Much of what has otherwise been spoken to in this thread makes, at least arguably, a different point from that addressed by the SBD. I take the SBD to be addressing the ministry of word and sacrament within the institutional church. Even if the SBD sees the institutional church as exhausting distinctly Christian labors, and, as I said, this is arguable, more recent church orders have not. The OPC, for instance, does not regard all extra-ecclesiastical agencies, whether for the distribution of Christian literature, training of ministers, etc. as impermissible. I suspect that some here may, but I believe that we as Christians have freedom to form societies to publish and distribute Christian literature, to train ministers and other Christian workers, and the like.

Such societies are not the institutional church or an agency of said church, but are "non-profits" (thus not businesses seeking to make money). I perfectly understand Bruce and all others not wanting to be contacted for money by so many organizations claiming to do Christian work. But we must not mistake irritations to our flesh, and perhaps they are in every way genuinely and properly irritations, as permitting us to lay down a rule that God's Word has not laid down. 

Whatever the intention of the OP--I take no issue with but fully support the SBD in its contentions--I do not think that we can from the SBD draw a rule, as some have or seem to have, that it is illegitimate for a Christian society or agency (be it Ligonier, a seminary, or whatever) to make its needs known and to ask for contributions over and above what one would and should give to the institutional church. One must tread lightly here, but if one wishes to maintain that extra-ecclesiastical Christian organizations are simply invalid, then we really should not be having the conversation on an online board that is not the church, that seeks contributions for its support and continuance, and that seeks to do certain things (foster fellowship, teach, etc.) that do not replace the church as an institution but that parallel it and that permit people of different communions and places to dialog with each other. 

Peace,
Alan


----------



## MW (Jul 3, 2016)

I am thankful for the opportunity to consider this subject in the light of biblical and reformed principles, and hope it can remain a discussion of principle without being taken personally.

Problems and tasks:
• A. Summarize the forum excerpt in two sentences.
• B. According to the forum excerpt, what does the writer take the SBD to be addressing?
• C. Return everything in the forum excerpt from "I am thankful" down to "being taken personally.".

[Coordinate annotation records]
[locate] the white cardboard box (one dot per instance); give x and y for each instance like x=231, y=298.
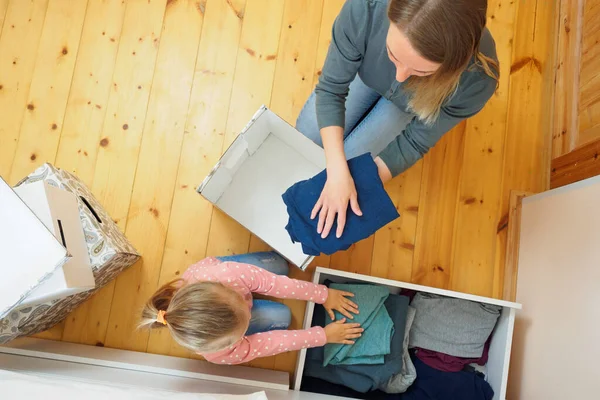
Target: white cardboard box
x=59, y=212
x=267, y=157
x=109, y=251
x=29, y=251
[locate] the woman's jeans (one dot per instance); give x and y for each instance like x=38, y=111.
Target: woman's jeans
x=372, y=122
x=267, y=315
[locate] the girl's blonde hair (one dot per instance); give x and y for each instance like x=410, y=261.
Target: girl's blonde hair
x=447, y=32
x=201, y=316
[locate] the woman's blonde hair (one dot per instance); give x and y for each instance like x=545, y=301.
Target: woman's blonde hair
x=447, y=32
x=201, y=316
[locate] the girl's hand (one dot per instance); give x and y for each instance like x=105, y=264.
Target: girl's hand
x=339, y=190
x=336, y=300
x=340, y=332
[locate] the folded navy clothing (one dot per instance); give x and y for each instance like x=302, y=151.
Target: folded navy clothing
x=362, y=377
x=432, y=384
x=375, y=204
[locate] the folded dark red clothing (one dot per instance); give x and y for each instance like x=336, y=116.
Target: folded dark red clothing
x=448, y=363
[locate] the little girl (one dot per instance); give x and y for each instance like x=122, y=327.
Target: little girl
x=211, y=311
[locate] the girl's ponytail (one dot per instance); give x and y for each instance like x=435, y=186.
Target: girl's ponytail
x=203, y=317
x=160, y=301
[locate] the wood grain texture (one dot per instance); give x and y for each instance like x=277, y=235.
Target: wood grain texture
x=21, y=34
x=565, y=130
x=173, y=94
x=434, y=242
x=581, y=163
x=90, y=88
x=394, y=244
x=479, y=193
x=292, y=84
x=510, y=272
x=158, y=162
x=3, y=8
x=528, y=129
x=118, y=149
x=589, y=81
x=84, y=119
x=203, y=140
x=252, y=87
x=50, y=86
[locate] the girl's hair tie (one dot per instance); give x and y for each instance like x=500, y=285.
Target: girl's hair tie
x=160, y=317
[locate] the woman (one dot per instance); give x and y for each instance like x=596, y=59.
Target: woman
x=398, y=75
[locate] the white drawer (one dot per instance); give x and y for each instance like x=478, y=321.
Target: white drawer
x=499, y=354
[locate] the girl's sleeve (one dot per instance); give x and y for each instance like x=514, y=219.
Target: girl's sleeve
x=258, y=280
x=268, y=344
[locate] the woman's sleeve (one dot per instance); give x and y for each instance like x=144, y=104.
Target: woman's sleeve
x=417, y=138
x=268, y=344
x=341, y=65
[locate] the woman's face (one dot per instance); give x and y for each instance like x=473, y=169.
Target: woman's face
x=407, y=60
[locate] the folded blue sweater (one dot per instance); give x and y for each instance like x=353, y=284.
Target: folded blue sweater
x=362, y=378
x=375, y=204
x=374, y=344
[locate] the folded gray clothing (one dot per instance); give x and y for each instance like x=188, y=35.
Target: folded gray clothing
x=399, y=383
x=451, y=326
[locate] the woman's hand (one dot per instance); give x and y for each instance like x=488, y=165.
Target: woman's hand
x=339, y=190
x=336, y=300
x=340, y=332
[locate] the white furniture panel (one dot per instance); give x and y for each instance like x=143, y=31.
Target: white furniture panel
x=499, y=354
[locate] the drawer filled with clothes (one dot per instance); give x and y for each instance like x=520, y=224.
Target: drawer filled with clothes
x=419, y=343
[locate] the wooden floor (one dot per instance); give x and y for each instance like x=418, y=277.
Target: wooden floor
x=139, y=98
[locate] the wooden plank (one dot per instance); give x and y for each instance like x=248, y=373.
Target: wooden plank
x=19, y=43
x=394, y=245
x=292, y=85
x=90, y=89
x=479, y=193
x=331, y=9
x=510, y=272
x=204, y=132
x=3, y=8
x=590, y=38
x=50, y=86
x=565, y=129
x=527, y=156
x=156, y=173
x=432, y=262
x=252, y=87
x=589, y=86
x=581, y=163
x=118, y=148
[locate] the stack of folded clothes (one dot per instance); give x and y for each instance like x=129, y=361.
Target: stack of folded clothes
x=437, y=355
x=377, y=355
x=377, y=208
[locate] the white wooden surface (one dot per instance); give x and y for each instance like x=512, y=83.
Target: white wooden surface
x=556, y=347
x=500, y=348
x=102, y=374
x=151, y=363
x=266, y=159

Answers to the tasks:
• A. The writer takes the SBD to address the ministry of word and sacrament within the institutional church, and notes that more recent church orders, such as the OPC's, do not regard all extra-ecclesiastical agencies as impermissible. The writer holds that Christians are free to form non-profit societies to publish literature and train ministers, and that no rule can be drawn from the SBD making it illegitimate for such agencies to ask for contributions beyond what is given to the institutional church.

• B. The ministry of word and sacrament within the institutional church.

• C.
I am thankful for the opportunity to consider this subject in the light of biblical and reformed principles, and hope it can remain a discussion of principle without being taken personally.